* RECORDS FOR THE EXERCISE *
· · · ·

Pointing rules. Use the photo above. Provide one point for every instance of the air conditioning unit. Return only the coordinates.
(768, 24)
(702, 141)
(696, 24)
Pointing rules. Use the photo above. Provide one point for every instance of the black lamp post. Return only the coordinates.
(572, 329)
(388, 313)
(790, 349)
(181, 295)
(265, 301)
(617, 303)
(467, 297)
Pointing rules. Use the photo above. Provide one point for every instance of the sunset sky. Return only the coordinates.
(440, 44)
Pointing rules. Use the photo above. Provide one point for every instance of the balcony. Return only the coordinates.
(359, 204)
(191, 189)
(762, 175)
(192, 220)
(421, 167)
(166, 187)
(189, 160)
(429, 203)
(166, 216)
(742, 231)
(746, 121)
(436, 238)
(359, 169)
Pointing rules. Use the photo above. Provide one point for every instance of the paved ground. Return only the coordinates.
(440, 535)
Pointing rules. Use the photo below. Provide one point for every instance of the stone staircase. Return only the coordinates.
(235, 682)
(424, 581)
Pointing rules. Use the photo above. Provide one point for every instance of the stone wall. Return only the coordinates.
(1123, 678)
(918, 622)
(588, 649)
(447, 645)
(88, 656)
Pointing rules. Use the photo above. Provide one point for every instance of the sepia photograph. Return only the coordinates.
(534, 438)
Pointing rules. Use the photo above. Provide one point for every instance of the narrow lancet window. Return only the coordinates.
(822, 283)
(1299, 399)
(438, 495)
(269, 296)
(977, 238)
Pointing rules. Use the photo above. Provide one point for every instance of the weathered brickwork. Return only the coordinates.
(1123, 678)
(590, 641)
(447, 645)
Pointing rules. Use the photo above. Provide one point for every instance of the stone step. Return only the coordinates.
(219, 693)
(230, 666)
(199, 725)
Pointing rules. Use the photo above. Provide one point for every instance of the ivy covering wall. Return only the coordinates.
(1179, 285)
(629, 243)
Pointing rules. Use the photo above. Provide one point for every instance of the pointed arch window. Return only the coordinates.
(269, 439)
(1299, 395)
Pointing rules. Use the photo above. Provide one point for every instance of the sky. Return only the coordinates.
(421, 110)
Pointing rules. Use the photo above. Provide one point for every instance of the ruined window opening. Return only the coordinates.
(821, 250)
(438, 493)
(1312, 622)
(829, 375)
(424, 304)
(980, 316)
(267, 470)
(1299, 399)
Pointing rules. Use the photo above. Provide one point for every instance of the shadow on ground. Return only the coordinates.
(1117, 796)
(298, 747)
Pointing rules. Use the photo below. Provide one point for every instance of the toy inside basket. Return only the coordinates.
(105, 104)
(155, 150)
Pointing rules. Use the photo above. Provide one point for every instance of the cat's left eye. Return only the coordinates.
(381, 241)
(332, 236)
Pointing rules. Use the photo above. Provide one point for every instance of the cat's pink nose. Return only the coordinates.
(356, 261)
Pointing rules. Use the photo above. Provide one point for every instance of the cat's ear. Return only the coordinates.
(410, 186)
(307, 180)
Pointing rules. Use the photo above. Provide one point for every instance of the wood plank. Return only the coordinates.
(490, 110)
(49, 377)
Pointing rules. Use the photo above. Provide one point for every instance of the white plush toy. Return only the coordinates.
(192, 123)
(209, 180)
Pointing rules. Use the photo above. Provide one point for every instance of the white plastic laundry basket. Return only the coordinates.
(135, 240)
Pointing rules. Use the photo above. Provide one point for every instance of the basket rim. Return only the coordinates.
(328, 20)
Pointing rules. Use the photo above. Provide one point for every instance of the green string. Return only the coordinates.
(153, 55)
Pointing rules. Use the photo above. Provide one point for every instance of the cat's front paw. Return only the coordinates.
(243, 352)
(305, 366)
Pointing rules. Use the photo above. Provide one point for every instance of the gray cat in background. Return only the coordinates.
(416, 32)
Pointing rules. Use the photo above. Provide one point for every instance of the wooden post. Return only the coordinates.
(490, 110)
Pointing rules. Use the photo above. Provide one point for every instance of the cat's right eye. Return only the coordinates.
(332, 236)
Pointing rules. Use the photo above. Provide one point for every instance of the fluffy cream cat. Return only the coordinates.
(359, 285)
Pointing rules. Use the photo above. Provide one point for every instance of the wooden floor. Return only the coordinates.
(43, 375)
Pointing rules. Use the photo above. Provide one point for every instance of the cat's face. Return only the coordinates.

· · · ·

Could you copy every record above exactly as written?

* ANSWER TO THIS EXERCISE *
Pointing rules. Use the photo above. Provide one point for every instance of the air conditioning unit. Return only the coordinates.
(768, 24)
(702, 141)
(696, 24)
Pointing rules. Use the photo above. Provide one point for every instance of the black lamp post. Return only the coordinates.
(572, 329)
(388, 313)
(790, 349)
(181, 295)
(265, 301)
(617, 303)
(467, 297)
Pointing rules. Use the photo above. Provide one point for every instance of the sunset sky. Return only the coordinates.
(440, 44)
Pointing rules. Use the photo above. Provide one point for every instance of the balcony. Return only the coordinates.
(359, 204)
(191, 189)
(762, 175)
(192, 220)
(421, 167)
(166, 187)
(189, 160)
(429, 203)
(166, 216)
(742, 231)
(746, 121)
(436, 238)
(359, 169)
Pointing rules. Use the photo above. Provide one point for every instance of the paved ground. Return only the coordinates.
(440, 535)
Pointing rules. Use the photo below. Provide one point for every instance of the stone staircase. Return only the coordinates.
(235, 682)
(424, 581)
Pointing rules. Use the photo above. Provide one point for every instance of the stone wall. Return only the coordinates.
(1123, 678)
(918, 622)
(588, 649)
(447, 645)
(88, 656)
Pointing rules. Use the photo above. Provide one point for every instance of the sepia photograph. Return only the coordinates.
(534, 438)
Pointing rules. Use the photo above. Provide one point for every instance of the narrow lancet window. Return only the coordinates.
(822, 283)
(1299, 399)
(438, 495)
(269, 296)
(977, 238)
Pointing rules. Use the photo above. Provide one point for every instance of the weathered brickwork. Return only the coordinates.
(1123, 678)
(590, 641)
(447, 645)
Pointing rules. Use the photo above. Provide one point for every instance of the stone step. Return only the coordinates.
(219, 693)
(230, 666)
(199, 725)
Pointing rules. Use the photo above. Provide one point for every instance of the ivy covering wall. Return only the coordinates.
(1179, 285)
(629, 243)
Pointing rules. Use the photo above. Provide one point for every instance of the pointed arch window. Return only the coordinates.
(269, 439)
(1299, 395)
Pointing rules. Use the photo above. Provide one point for every instance of the sky. Return only the coordinates.
(421, 110)
Pointing rules. Use the photo above. Provide one point for every instance of the ruined window opening. Return only the coordinates.
(821, 250)
(438, 493)
(1312, 622)
(829, 375)
(424, 304)
(980, 316)
(267, 470)
(1299, 399)
Pointing rules. Use the photo above. Provide one point for every instance of the shadow on ground. Return only the coordinates.
(1117, 796)
(298, 747)
Pointing rules. Use the photo below. Provide one point for every instance of the toy inside basket. Return only the coordinates.
(105, 104)
(155, 150)
Pointing rules. Use the photo above. Provide one point for every instance of the cat's left eye. Return only the coordinates.
(381, 241)
(332, 236)
Pointing rules. Use the photo above. Provide one point for every instance of the cat's pink nose. Return only the coordinates.
(356, 261)
Pointing rules. Use the photo above. Provide one point for every instance of the cat's ear. Return only the coordinates.
(410, 186)
(307, 180)
Pointing rules. Use the photo above. Provide one point for every instance of the wood plank. Return only the coordinates.
(490, 110)
(49, 377)
Pointing rules. Use the photo above. Provide one point for every instance of the white plush toy. Return only the coordinates.
(192, 123)
(209, 180)
Pointing rules. Use the photo above. Provide one point for every instance of the white plastic laundry basket. Return only the coordinates.
(135, 240)
Pointing rules. Use the photo above. Provide one point for every instance of the basket rim. Return only the coordinates.
(328, 20)
Pointing rules. Use the photo above. Provide one point for every instance of the green string. Return only the coordinates.
(153, 55)
Pointing rules. Use the photo above. Provide one point for every instance of the cat's front paw. Return only the coordinates.
(243, 352)
(305, 366)
Pointing rules. Use the photo above. Provide one point for every instance of the gray cat in background. Return only the coordinates.
(416, 32)
Pointing rules. Use the photo above. Provide one point for every instance of the wooden post. Return only the coordinates.
(490, 110)
Pointing rules. Use the photo above. Provide one point for every instance of the cat's right eye. Return only the coordinates.
(332, 236)
Pointing rules. Use the photo above. Provide one point for every instance of the fluffy cream cat. Return only the coordinates.
(359, 285)
Pointing rules. Use the photo above. Provide one point for every instance of the wooden floor. Return only the coordinates.
(43, 375)
Pointing rules. Use the photo above. Provide one point for every instance of the cat's face. Return only the coordinates.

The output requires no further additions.